* **Challenge 1**
In the forum thread below, whom does the reply recommend working with to add the missing functions?
** Start Given passage **
Re: [Rd] Portability and Memory Issues for R-package

From: Duncan Murdoch <murdoch_at_stats.uwo.ca>
Date: Tue 27 Dec 2005 - 20:03:32 GMT

On 12/25/2005 2:35 PM, KNygren@us.imshealth.com wrote:
> I have an upcoming JASA paper with an iid sampling algorithm for Bayesian Generalized Linear models (e.g., Logit, Poisson Regression, and Conditional Logit models with multivariate normal priors). At this point, I have implemented the algorithms in C and hope to make the functions and corresponding source code available through an R package. I have successfully created the code necessary to create and install a package with most of the functions on my local machine (using R CMD check,R CMD build, and R CMD INSTALL). As my code makes extensive use of the GSL matrix library, however, I have some questions regarding portability of my package. I am also running into some memory issues when making repeated calls to my functions which I would hope to be able to fix before making a formal distribution of the package. More specifically, the issues are the following:
>
> I. Portability-
>
> Since I make extensive use of the gsl library in my C code, I have the gsl library installed (within the MinGw directory so it is included in the path) on my local machine. Within the package, I am then including a Makevars file with the following code in order to link to the gsl library:
>
> PKG_LIBS=-lgsl -lgslcblas
>
> I also know that there is an R package (gsl) making use of some gsl functions which contains a Makevars.win file with the following code:

This package requires manual handling to build for Windows, and probably for some other platforms if they don't come with gsl by default.

My recommendation would be to work with its author (Robin Hankin, see the DESCRIPTION file for contact information) to add whatever functions are not already there, and then just make your package depend on the R package, rather than on the GSL library directly.

This will mean that all the manual work that has been done to get gsl to build will not need to be repeated by anyone who wants to install your package.

Duncan Murdoch

> PKG_LIBS=-LF:/MinGW/usr/local/lib -lgsl -lgslcblas
> # CPPFLAGS=-I$(R_HOME)/include -IF:/MinGW/usr/local/include
> PKG_CPPFLAGS=-IF:/MinGW/usr/local/include
>
> For my package to install properly on other machines, however, I take it they would have to have the gsl library files already installed in the proper location (or am I mistaken here?). In order to make it fully portable on other machines, it thus seems like I would need to either include instructions for how to first install the gsl library prior to installation (which would have to be platform specific), or to somehow have the gsl library files installed during the R package installation. Is the latter even possible? If so, how could it be done (the key files are likely the two library files)? I believe the gsl package requires the user to have the gsl library preinstalled.
>
> I guess long-term, an option is for me to rework my C code to eliminate the dependence on the gsl library. This could, however, be a time consuming effort. In the meantime would it be possible to contribute the package with the existing dependence (as I think is the case for the gsl library).
>
> II. Memory Issue-
>
> The functions in my package are generally fast and seem to work well if I make a limited number of calls to them from my R code. If I try to make use of them as part of an R MCMC implementation (say updating each Gibbs block 10,000 times in an R loop), I run into memory issues. Despite the fact that my underlying C code frees memory to all pointers, it does not seem like windows recognizes that the memory has been freed. This is apparent as the Mem Usage for RGUI.exe in the windows task manager keeps growing throughout the loop and the code slows down and eventually makes virtually no progress. I have noticed similar issues in the past when calling Winbugs repeatedly using Gelmans functions, so it is likely not an issue that is coming just from my code.
** End Given passage **
* **Challenge 2**
Gather every line of the records below that contains the string "hair".
** Start Supplied data **
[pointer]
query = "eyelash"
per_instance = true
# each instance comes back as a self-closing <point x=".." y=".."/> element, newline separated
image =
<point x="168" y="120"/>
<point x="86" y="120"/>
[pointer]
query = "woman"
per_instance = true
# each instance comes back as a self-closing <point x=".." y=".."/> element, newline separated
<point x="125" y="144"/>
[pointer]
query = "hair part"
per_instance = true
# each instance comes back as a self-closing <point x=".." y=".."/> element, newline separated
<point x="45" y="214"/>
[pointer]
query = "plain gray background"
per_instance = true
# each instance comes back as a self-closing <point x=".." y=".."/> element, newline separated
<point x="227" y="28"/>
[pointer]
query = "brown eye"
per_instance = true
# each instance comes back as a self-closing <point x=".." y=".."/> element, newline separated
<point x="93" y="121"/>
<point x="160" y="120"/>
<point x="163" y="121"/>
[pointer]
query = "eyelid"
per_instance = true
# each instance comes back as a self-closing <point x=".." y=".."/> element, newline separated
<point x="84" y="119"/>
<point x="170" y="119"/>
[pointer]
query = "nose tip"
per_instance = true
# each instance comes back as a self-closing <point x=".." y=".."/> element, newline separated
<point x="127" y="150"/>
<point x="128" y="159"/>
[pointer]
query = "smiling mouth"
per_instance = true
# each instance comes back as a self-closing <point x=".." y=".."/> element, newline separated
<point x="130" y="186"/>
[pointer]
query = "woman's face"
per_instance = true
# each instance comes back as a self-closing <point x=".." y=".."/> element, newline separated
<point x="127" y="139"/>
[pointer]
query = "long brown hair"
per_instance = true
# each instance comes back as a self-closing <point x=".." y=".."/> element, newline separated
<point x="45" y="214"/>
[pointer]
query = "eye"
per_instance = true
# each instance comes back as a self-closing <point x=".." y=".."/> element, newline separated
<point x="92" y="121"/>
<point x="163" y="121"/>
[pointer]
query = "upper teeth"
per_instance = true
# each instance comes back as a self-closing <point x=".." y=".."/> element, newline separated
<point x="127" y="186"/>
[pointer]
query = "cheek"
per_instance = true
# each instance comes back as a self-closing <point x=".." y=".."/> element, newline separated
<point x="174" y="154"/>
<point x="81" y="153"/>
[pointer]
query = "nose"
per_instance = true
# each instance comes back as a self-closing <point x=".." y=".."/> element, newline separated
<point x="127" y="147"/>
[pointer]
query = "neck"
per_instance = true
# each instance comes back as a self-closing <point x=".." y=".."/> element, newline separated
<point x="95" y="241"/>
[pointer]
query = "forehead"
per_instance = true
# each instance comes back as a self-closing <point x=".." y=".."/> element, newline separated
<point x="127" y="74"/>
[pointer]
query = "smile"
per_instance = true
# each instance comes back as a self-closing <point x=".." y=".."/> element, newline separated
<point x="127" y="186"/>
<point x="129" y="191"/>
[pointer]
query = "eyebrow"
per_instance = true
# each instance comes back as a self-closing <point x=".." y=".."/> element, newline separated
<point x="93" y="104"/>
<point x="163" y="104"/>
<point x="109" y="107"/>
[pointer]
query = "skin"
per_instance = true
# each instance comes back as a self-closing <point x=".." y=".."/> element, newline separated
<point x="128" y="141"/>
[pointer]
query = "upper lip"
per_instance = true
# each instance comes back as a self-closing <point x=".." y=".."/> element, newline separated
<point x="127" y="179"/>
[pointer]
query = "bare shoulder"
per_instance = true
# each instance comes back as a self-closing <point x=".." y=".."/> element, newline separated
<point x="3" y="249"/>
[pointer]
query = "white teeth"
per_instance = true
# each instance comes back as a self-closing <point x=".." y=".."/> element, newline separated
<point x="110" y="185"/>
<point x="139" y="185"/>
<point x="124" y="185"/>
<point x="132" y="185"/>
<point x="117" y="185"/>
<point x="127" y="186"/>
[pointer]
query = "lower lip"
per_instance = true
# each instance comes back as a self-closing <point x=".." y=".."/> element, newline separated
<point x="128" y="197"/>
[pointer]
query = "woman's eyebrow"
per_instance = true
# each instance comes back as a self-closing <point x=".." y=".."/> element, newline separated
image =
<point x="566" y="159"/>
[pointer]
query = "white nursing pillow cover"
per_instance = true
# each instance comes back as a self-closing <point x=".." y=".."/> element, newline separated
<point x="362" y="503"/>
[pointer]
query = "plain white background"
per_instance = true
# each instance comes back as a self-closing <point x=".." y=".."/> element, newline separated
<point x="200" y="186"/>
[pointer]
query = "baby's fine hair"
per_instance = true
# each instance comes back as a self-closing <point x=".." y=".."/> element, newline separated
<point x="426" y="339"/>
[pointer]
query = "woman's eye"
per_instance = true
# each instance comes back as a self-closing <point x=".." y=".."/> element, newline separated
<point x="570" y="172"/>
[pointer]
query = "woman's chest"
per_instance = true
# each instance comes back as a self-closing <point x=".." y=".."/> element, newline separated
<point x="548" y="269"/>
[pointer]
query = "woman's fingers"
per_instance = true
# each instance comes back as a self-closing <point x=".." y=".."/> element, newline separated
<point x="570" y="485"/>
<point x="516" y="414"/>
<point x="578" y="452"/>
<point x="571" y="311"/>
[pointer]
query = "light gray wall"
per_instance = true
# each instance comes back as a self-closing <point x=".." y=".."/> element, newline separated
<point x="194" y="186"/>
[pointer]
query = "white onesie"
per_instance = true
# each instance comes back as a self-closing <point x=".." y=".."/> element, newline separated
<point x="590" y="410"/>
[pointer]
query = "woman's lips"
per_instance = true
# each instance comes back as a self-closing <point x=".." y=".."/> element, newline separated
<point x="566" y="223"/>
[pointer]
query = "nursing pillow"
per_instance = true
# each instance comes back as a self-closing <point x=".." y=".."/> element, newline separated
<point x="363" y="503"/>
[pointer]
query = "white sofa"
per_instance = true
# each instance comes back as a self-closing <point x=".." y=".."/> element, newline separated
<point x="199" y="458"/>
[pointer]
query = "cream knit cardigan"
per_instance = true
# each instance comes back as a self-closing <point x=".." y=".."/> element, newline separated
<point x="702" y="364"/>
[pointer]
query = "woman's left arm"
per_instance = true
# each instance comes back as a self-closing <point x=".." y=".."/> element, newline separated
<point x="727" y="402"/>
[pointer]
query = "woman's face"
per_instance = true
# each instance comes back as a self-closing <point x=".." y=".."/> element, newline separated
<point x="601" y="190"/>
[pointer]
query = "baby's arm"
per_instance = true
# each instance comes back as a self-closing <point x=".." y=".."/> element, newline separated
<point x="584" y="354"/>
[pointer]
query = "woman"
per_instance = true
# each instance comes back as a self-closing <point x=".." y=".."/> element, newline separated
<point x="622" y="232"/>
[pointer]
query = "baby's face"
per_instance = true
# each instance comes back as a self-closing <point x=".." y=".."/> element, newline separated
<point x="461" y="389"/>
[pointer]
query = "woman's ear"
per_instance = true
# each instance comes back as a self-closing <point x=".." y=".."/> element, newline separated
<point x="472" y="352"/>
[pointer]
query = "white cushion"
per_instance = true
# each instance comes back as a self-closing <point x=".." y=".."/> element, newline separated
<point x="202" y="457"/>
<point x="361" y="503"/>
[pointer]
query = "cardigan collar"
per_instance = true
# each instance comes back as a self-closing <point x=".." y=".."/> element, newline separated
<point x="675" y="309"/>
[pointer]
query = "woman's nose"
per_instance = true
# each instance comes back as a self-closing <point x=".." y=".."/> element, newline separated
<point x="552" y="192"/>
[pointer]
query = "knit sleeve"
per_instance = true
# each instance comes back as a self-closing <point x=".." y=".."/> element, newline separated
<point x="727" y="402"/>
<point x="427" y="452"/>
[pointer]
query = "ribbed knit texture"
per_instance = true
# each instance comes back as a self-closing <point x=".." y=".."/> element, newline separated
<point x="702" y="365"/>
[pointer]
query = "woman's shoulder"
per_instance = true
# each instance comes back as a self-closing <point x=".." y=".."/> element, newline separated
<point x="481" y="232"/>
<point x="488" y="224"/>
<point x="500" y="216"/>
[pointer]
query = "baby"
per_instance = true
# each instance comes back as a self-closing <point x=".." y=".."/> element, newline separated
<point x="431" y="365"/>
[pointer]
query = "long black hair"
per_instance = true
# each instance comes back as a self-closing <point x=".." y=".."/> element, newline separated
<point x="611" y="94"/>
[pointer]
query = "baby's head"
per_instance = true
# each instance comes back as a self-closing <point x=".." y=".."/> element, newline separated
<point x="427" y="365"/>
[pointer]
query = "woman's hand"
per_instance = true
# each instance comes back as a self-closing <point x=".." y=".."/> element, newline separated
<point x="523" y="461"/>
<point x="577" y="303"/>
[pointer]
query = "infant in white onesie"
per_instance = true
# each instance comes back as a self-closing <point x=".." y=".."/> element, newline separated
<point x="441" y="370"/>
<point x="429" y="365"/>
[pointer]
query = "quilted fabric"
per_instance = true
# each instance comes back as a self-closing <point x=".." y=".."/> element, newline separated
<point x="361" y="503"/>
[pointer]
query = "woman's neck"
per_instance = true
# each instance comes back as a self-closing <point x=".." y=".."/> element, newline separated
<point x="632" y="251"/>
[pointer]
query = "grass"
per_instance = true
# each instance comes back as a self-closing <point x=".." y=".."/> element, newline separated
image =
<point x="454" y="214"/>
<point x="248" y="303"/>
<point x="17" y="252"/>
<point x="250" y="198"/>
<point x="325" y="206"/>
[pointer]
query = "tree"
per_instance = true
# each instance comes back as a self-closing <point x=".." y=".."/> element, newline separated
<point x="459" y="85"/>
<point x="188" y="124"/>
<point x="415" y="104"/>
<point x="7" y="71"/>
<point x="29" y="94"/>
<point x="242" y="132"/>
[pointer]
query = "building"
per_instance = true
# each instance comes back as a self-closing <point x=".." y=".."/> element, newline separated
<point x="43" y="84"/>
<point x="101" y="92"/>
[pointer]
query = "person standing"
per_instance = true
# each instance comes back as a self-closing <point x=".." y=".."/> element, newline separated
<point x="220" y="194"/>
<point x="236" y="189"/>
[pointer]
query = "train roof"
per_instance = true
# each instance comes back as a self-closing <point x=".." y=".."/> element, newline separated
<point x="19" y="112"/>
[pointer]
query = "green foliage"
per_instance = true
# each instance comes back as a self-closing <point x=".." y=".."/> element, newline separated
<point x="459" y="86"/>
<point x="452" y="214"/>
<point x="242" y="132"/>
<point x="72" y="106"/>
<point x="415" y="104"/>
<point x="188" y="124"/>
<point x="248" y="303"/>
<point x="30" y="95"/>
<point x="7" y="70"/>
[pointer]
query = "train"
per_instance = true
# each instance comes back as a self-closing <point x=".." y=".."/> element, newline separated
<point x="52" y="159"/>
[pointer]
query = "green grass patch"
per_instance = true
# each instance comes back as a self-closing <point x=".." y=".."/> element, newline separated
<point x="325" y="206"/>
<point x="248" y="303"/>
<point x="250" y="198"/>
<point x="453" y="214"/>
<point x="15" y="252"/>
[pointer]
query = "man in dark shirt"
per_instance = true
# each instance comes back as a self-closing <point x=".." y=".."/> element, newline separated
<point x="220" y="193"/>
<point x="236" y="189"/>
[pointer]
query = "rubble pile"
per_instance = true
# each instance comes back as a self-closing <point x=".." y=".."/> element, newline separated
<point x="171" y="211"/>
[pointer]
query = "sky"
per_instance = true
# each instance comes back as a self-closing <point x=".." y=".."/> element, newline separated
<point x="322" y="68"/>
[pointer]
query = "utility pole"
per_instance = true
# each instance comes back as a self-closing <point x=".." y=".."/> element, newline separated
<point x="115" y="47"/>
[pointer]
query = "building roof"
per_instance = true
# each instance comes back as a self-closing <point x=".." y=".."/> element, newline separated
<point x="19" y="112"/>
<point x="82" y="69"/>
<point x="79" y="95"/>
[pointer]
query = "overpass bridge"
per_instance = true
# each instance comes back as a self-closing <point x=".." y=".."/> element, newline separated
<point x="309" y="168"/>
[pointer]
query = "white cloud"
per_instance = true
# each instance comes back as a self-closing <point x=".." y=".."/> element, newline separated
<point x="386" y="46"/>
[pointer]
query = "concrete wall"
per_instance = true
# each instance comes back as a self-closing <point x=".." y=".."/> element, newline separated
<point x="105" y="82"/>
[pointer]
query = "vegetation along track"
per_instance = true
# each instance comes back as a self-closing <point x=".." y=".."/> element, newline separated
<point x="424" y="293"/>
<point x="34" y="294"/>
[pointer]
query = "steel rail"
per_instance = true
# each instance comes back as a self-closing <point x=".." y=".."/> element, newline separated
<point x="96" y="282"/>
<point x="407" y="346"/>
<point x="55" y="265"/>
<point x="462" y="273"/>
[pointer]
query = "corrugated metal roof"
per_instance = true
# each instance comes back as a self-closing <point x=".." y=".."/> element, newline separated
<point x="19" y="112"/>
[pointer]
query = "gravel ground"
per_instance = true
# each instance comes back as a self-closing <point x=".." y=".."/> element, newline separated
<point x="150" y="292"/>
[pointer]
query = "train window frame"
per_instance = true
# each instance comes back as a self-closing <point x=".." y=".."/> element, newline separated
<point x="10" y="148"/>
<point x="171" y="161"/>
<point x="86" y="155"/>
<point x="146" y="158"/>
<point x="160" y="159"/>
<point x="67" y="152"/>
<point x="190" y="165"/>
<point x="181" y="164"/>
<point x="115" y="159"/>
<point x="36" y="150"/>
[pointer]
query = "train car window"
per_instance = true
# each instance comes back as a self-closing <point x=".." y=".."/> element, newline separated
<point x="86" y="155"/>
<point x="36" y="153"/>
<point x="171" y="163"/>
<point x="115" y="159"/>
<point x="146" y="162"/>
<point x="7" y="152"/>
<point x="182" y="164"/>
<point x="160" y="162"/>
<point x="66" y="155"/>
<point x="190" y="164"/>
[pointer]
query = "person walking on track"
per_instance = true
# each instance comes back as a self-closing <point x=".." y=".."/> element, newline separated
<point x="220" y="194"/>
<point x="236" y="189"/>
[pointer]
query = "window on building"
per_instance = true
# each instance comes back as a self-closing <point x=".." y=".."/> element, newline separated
** End Supplied data **
* **Problem solution 1**
Robin Hankin, the author of the gsl R package.

* **Problem solution 2**
query = "hair part"
query = "long brown hair"
query = "baby's fine hair"
query = "long black hair"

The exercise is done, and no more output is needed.